■ **Written tasks**:
a) Translate the sentence "Each variable has different scale values." from the pandas plotting question into Spanish.
b) List every column name in the dataframe defined in the pandas plotting question.
c) Carry on the pandas plotting question from the point where it stops.

Search code examples
pythonpandasdataframefeature-scaling

Plotting dataframe with different scale values in python


I have the following dataframe

df = pd.DataFrame({
'Date': [1930, 1931, 1932, 1933,1934],
'Income': [2300000, 5698907, 5976753, 6086762, 6577780],
'Age': [22, 45, 35, 40, 28],
'Weight': [0.01, 0.003, 0.04, 0.08, 0.07]
}) 

Each variable has different scale values. I want to plot the varibales on 1 graph but due to the scale difference of the varibales i can only see the income line. I plotted using

df.plot(figsize=(20,10), linewidth=5, fontsize = 20);

I decided to feature scale based on what i found online so i did the following:

import pandas as pd
from sklearn.preprocessing import StandardScaler
scaler = StandardScaler()
df = scaler.fit_transform(df)

[Image point annotation entries]
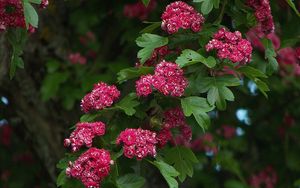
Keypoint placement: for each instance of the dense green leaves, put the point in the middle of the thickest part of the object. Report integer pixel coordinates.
(199, 107)
(255, 75)
(293, 6)
(208, 5)
(128, 103)
(31, 16)
(270, 54)
(189, 57)
(182, 159)
(149, 42)
(130, 180)
(134, 72)
(217, 88)
(51, 84)
(168, 172)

■ **Task-by-task results**:
a) Cada variable tiene valores de escala diferentes.

b) Date, Income, Age, Weight

c)
I then tried to plot the dataframe after the feature scalling and it gave the following error:

AttributeError: 'numpy.ndarray' object has no attribute 'plot'

I'm not sure where to go from here. The aim is to plot all the variables on 1 graph.


Solution

  • I believe you need create new DataFrame, because fit_transform return 2d numpy array:

    import pandas as pd
    from sklearn.preprocessing import StandardScaler
    scaler = StandardScaler()
    
    df = pd.DataFrame(scaler.fit_transform(df), columns=df.columns, index=df.index)
    df.plot(figsize=(20,10), linewidth=5, fontsize = 20)